[Saved data entries]

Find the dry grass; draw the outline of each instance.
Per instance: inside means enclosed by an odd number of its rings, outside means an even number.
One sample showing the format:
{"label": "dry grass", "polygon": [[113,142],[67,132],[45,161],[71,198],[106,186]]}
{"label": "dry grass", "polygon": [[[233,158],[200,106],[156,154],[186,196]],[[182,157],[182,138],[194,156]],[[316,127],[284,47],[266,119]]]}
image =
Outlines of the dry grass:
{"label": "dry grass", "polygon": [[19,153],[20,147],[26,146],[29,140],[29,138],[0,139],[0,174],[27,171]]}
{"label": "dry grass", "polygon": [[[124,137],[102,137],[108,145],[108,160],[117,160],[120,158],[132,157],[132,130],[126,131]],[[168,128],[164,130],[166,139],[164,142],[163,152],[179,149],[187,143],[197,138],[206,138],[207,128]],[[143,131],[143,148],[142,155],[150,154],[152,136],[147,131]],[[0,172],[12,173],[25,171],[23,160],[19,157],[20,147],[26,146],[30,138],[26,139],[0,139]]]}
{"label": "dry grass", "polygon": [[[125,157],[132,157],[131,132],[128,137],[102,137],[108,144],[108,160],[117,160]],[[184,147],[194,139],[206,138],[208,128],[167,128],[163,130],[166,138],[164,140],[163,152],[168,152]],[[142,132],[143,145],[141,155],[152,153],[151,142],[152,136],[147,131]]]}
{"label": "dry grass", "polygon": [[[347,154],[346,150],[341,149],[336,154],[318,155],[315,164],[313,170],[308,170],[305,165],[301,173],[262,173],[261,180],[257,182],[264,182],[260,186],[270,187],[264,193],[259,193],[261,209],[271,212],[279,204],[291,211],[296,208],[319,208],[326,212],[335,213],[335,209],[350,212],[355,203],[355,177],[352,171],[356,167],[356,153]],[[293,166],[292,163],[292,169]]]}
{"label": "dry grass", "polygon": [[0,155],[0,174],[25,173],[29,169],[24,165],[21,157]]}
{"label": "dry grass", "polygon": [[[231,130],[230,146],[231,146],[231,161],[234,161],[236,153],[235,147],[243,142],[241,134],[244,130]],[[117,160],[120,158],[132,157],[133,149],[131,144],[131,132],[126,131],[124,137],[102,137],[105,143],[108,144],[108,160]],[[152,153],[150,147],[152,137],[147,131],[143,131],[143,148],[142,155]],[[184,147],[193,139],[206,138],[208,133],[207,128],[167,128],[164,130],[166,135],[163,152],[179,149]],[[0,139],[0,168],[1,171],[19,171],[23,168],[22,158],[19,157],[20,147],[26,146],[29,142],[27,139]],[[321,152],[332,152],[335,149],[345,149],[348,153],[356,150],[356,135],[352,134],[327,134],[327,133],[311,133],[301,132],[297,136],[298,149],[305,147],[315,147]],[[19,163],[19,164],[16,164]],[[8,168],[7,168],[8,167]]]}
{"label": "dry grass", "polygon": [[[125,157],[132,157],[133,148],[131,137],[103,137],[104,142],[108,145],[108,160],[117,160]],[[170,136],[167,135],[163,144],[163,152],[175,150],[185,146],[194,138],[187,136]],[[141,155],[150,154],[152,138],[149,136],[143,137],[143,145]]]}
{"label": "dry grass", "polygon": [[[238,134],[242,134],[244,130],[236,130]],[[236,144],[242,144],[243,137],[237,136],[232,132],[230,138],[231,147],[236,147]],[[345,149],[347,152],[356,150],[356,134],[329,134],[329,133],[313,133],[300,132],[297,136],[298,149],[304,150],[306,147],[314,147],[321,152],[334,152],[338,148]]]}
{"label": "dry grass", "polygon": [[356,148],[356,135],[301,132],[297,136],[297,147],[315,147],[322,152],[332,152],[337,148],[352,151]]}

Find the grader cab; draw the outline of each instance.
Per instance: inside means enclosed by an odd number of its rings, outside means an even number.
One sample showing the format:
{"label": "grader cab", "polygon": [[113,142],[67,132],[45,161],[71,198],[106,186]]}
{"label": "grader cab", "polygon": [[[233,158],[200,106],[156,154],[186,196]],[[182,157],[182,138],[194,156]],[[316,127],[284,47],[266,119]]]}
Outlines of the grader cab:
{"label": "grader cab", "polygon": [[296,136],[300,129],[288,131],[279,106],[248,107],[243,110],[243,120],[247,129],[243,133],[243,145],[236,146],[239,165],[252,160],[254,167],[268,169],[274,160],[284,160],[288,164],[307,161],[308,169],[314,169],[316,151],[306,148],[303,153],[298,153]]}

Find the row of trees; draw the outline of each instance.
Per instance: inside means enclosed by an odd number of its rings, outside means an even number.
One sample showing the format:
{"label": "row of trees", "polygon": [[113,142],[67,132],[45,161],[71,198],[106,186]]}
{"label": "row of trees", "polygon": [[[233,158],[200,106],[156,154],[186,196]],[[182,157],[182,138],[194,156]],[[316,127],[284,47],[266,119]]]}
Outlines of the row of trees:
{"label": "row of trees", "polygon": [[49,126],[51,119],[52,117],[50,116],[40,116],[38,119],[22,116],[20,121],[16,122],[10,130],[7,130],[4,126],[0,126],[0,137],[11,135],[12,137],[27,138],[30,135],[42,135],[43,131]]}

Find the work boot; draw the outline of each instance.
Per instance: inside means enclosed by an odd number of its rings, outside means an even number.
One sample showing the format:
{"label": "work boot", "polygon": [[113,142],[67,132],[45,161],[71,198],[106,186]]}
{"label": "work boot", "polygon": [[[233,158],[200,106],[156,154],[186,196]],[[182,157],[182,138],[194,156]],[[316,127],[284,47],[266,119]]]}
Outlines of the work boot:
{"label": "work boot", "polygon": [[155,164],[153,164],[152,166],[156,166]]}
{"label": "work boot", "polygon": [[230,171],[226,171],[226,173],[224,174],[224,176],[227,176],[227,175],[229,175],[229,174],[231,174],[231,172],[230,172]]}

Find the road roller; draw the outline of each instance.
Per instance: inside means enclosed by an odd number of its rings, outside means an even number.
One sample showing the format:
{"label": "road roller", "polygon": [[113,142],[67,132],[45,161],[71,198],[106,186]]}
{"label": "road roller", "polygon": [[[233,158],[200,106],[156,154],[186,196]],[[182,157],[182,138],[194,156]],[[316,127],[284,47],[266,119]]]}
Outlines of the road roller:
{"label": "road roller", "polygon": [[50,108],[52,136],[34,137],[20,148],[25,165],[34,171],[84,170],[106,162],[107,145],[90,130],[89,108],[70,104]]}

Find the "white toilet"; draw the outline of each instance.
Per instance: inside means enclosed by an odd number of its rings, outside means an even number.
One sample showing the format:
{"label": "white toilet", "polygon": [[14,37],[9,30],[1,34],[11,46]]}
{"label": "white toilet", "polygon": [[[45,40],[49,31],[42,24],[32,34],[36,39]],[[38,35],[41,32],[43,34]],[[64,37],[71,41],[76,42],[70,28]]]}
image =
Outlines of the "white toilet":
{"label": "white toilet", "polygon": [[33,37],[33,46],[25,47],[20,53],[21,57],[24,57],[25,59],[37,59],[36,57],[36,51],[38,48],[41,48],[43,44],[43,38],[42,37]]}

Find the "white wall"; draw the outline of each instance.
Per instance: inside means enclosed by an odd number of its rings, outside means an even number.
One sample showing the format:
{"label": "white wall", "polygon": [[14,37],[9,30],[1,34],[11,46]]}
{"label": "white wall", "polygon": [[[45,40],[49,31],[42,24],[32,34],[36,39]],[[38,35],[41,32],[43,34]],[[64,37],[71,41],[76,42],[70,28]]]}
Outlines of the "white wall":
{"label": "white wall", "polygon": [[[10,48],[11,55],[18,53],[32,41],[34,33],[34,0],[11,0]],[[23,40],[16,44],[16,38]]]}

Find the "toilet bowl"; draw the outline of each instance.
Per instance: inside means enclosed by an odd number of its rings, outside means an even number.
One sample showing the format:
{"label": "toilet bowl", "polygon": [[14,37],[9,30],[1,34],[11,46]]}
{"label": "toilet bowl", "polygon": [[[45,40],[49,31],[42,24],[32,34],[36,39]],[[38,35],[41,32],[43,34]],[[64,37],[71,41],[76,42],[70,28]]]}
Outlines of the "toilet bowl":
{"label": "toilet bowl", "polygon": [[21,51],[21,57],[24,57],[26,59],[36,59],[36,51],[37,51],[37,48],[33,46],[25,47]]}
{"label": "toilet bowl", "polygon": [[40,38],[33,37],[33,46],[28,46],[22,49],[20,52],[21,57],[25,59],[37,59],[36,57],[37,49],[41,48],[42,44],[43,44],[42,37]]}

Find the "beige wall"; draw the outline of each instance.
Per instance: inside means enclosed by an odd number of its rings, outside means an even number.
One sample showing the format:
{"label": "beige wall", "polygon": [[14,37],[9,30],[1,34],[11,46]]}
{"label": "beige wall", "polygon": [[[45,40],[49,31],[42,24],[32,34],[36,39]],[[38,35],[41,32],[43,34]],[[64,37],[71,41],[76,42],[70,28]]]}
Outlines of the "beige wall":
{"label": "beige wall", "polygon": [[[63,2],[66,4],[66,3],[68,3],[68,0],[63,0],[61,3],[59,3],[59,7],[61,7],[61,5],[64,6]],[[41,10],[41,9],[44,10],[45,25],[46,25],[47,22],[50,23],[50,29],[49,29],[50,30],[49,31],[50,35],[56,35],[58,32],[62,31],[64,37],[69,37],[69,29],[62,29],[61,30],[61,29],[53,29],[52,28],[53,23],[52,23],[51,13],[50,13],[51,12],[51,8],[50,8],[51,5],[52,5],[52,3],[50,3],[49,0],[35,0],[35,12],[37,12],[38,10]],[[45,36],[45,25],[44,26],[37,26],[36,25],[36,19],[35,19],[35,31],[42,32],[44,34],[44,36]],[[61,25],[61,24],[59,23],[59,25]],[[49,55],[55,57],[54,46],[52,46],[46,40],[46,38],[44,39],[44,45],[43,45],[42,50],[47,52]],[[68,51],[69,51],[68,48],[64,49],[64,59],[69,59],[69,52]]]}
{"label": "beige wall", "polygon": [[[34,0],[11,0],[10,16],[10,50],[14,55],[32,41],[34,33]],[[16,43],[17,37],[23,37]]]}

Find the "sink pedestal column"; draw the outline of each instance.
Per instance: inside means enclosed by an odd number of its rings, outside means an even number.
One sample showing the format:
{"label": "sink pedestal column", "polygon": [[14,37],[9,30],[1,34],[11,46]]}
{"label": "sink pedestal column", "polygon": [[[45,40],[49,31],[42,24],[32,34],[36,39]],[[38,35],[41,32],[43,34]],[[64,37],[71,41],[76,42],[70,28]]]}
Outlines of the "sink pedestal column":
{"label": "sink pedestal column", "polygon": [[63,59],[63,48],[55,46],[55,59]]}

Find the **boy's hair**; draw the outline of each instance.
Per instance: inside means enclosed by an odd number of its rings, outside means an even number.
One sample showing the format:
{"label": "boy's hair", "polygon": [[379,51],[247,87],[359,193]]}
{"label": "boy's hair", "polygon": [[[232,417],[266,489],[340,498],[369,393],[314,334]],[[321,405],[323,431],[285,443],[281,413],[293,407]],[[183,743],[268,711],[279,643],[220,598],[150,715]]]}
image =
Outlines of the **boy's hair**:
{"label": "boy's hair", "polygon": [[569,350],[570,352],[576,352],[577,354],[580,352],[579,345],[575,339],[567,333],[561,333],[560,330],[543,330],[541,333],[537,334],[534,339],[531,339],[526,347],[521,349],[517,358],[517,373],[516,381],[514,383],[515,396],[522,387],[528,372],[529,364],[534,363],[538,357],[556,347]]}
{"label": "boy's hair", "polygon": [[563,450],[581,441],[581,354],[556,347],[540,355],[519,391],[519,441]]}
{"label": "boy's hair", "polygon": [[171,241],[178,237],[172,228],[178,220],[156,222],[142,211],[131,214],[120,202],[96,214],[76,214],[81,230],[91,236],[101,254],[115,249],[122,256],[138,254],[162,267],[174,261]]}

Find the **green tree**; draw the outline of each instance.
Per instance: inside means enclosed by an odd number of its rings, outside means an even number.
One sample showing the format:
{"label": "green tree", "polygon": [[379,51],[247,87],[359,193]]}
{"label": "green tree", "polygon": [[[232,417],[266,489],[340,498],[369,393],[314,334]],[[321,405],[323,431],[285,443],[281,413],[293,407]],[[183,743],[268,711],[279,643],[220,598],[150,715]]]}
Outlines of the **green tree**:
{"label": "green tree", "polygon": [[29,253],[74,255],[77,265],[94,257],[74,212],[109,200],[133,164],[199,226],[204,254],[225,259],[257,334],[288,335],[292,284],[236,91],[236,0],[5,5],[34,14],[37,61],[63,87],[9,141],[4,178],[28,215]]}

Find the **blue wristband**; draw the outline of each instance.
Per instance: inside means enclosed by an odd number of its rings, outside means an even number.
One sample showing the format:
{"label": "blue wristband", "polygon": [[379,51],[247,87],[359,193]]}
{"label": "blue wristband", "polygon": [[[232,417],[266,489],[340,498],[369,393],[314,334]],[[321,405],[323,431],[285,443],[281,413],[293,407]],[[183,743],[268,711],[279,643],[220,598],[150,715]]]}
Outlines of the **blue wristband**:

* _Required action_
Say only how many lines among the entries above contain the string "wristband".

* _Result of the task_
4